━━━ DOCUMENT EXCERPT ━━━
Steerable Anatomical Shape Synthesis with Implicit Neural Representations
Bram de Wilde, Max T. Rietberg, Guillaume Lajoinie, Jelmer M. Wolterink
TL;DR
The paper tackles the challenge of generating anatomically accurate, steerable 3D shapes for virtual imaging trials by leveraging implicit neural representations (INRs) to model signed distance fields conditioned on a latent code. By using the thyroid as a case study, it demonstrates how conditioning on volume, isthmus area, and symmetry enables targeted shape editing and population-level synthesis, even across topological variations. A correlation loss is proposed to improve disentanglement between fixed anatomical features and trainable latent factors, enhancing steerability. The approach supports generating patient cohorts with specific anatomical traits and permits editing existing thyroid shapes with largely independent control over features, offering a practical tool for medical imaging studies and method validation.
Abstract
Generative modeling of anatomical structures plays a crucial role in virtual imaging trials, which allow researchers to perform studies without the costs and constraints inherent to in vivo and phantom studies. For clinical relevance, generative models should allow targeted control to simulate specific patient populations rather than relying on purely random sampling. In this work, we propose a steerable generative model based on implicit neural representations. Implicit neural representations naturally support topology changes, making them well-suited for anatomical structures with varying topology, such as the thyroid. Our model learns a disentangled latent representation, enabling fine-grained control over shape variations. Evaluation includes reconstruction accuracy and anatomical plausibility. Our results demonstrate that the proposed model achieves high-quality shape generation while enabling targeted anatomical modifications.
━━━
* **REQUIRED ACTIONS**
A – In the thyroid shape synthesis paper, which three anatomical features is the model conditioned on?
B – Turn the paragraph of the thyroid shape synthesis paper beginning "Generative modeling of anatomical structures" into a bulleted list that keeps its main facts.
The items that follow have no connection to the thyroid shape synthesis paper.
━━━ PROVIDED DATA ━━━
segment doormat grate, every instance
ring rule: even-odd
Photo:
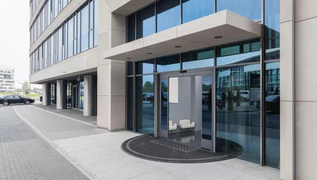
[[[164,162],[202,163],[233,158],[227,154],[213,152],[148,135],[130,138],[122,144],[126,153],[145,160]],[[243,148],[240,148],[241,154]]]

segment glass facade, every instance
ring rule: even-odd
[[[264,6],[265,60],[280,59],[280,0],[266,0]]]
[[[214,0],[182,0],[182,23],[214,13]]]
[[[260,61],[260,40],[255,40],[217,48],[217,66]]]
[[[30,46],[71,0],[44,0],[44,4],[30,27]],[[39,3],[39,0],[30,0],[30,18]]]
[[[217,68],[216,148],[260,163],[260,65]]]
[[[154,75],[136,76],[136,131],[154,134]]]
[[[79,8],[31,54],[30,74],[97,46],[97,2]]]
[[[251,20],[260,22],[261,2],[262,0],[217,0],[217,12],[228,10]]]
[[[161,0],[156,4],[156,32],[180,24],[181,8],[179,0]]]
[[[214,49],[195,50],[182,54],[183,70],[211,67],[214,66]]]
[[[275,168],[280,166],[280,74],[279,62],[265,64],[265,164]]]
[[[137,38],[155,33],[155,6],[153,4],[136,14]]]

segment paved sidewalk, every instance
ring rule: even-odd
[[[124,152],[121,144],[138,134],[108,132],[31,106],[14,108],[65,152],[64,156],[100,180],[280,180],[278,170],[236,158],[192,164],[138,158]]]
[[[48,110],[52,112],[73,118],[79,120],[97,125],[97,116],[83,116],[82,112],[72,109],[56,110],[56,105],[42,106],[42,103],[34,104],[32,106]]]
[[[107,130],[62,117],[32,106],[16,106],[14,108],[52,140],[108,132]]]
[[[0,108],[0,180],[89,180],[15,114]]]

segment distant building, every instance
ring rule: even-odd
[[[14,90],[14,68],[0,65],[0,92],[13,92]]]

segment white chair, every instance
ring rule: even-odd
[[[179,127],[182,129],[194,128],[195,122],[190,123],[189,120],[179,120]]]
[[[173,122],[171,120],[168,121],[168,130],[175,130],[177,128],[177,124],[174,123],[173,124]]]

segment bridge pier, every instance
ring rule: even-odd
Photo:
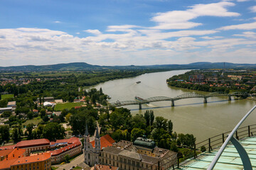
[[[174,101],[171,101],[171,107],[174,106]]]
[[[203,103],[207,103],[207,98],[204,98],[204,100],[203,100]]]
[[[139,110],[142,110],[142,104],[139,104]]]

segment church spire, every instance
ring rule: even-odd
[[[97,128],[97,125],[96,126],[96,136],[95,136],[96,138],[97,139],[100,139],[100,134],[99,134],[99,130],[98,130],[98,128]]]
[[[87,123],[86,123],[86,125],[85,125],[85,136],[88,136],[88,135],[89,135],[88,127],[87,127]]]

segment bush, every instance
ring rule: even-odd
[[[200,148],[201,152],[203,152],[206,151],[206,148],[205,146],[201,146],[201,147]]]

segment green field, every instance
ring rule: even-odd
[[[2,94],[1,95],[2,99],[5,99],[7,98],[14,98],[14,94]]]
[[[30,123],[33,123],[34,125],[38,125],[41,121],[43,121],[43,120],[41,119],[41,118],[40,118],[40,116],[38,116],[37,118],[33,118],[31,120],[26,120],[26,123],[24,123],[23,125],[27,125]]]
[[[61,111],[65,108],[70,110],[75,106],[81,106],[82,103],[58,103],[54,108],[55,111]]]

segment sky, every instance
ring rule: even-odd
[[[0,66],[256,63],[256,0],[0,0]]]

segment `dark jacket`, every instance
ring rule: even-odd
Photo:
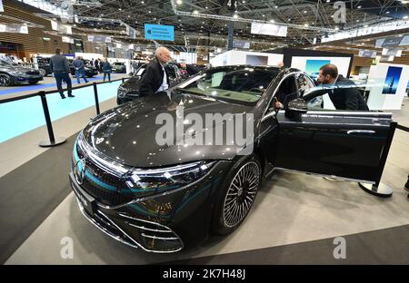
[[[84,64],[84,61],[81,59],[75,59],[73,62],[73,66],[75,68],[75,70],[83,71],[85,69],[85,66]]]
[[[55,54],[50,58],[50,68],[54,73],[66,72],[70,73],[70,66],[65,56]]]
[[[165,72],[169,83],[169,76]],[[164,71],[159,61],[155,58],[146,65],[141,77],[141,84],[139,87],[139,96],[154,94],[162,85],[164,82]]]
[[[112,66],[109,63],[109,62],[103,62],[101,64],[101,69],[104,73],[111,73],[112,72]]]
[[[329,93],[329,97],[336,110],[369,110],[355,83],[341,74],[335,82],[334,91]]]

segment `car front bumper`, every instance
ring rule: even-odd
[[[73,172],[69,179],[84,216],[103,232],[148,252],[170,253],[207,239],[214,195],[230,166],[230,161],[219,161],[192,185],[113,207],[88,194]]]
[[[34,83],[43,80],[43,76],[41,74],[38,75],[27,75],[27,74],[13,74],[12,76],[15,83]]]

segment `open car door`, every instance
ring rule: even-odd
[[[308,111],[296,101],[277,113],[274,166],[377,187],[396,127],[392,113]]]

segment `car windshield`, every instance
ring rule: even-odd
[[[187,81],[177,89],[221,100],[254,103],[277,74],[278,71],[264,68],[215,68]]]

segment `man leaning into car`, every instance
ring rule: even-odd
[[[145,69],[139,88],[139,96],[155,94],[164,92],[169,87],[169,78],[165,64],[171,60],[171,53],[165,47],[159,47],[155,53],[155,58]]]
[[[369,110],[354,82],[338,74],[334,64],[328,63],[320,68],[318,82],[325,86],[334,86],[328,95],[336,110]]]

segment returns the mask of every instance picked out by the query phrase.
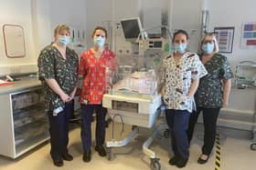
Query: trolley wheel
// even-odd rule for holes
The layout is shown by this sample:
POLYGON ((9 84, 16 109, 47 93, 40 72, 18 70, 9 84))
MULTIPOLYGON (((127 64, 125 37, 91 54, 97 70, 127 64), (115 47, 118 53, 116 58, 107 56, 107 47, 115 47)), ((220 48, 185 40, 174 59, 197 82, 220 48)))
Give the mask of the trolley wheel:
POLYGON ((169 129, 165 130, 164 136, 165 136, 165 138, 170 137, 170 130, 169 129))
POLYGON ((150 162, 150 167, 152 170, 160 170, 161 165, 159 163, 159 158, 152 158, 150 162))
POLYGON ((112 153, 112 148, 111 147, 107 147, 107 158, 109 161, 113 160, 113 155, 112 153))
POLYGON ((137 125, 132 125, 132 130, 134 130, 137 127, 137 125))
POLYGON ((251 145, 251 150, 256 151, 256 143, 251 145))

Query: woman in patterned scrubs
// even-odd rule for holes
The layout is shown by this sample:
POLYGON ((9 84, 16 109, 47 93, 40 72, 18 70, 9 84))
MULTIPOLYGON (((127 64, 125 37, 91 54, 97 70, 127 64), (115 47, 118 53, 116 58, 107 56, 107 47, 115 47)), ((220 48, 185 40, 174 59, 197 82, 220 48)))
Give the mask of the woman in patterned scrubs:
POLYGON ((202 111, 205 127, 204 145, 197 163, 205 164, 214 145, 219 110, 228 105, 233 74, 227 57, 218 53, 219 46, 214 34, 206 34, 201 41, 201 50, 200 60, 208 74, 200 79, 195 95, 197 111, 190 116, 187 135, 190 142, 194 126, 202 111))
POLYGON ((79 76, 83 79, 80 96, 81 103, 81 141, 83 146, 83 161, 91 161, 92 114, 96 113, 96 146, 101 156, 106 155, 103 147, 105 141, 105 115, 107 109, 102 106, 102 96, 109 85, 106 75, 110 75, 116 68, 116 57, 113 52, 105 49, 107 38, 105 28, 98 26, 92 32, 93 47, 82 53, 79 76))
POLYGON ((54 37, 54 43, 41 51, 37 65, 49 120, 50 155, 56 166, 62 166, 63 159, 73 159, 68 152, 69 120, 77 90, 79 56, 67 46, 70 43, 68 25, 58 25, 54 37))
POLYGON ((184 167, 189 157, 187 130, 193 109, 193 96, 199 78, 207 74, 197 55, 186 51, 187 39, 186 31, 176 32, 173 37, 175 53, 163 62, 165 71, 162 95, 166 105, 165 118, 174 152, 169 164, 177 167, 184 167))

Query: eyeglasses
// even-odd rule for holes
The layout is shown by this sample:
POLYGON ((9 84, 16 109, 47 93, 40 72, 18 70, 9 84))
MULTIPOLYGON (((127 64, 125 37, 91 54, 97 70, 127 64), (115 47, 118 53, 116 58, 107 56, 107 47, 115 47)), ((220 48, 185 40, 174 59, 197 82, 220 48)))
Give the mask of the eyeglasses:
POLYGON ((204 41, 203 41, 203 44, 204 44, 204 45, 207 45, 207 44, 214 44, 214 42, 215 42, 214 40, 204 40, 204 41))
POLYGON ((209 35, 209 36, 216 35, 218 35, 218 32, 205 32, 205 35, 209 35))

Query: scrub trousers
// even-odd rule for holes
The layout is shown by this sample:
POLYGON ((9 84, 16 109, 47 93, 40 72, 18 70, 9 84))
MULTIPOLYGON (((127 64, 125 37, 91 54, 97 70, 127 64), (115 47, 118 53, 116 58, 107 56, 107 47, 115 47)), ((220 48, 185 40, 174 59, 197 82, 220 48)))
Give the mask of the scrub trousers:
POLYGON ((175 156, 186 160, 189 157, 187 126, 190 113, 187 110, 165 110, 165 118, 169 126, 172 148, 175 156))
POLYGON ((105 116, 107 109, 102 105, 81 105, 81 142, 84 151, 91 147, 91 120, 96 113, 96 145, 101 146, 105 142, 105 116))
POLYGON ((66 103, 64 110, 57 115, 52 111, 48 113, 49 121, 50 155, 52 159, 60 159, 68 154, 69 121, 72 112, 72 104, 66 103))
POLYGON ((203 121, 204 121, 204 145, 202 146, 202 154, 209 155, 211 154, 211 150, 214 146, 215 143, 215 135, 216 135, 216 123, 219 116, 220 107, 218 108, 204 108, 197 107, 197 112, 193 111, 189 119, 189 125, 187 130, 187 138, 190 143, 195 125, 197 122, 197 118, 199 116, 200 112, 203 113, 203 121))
━━━
━━━ PROVIDED DATA ━━━
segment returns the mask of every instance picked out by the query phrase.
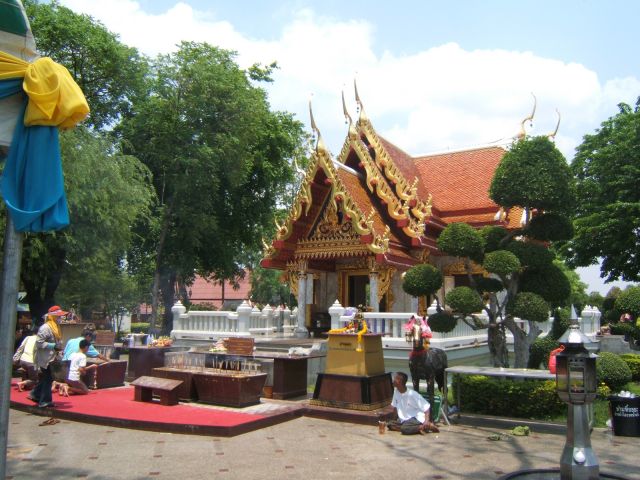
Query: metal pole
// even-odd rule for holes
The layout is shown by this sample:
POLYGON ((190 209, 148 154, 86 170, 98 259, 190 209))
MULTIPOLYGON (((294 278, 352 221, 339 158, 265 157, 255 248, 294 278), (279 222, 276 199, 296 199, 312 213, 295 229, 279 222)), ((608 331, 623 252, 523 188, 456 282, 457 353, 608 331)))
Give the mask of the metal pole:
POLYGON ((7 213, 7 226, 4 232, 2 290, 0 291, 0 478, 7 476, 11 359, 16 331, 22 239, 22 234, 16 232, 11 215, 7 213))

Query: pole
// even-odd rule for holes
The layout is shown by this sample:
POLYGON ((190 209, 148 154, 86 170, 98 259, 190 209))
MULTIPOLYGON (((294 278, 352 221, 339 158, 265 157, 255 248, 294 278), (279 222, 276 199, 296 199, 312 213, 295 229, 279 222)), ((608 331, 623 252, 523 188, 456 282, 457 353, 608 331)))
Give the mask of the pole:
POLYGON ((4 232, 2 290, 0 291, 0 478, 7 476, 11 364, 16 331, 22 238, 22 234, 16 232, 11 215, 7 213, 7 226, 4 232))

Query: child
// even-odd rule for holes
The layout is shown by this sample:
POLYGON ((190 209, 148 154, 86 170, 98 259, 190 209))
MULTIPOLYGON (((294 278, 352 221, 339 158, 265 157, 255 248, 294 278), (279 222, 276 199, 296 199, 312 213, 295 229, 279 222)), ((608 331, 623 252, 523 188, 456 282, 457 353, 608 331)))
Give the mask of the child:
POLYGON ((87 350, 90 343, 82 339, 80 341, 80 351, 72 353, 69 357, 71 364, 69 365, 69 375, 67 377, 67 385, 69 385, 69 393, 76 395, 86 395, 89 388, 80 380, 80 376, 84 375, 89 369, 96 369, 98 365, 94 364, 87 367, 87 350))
━━━
* **ANSWERS BY TASK**
A – Volume, isthmus area, and symmetry.

B –
- Generative modeling of anatomical structures is central to virtual imaging trials, which avoid the costs and constraints of in vivo and phantom studies.
- For clinical relevance, generative models should offer targeted control to simulate specific patient populations rather than relying on random sampling.
- The work proposes a steerable generative model based on implicit neural representations.
- Implicit neural representations naturally support topology changes, which suits structures with varying topology such as the thyroid.
- The model learns a disentangled latent representation that enables fine-grained control over shape variations.
- Evaluation covers reconstruction accuracy and anatomical plausibility.
- The results show high-quality shape generation along with targeted anatomical modifications.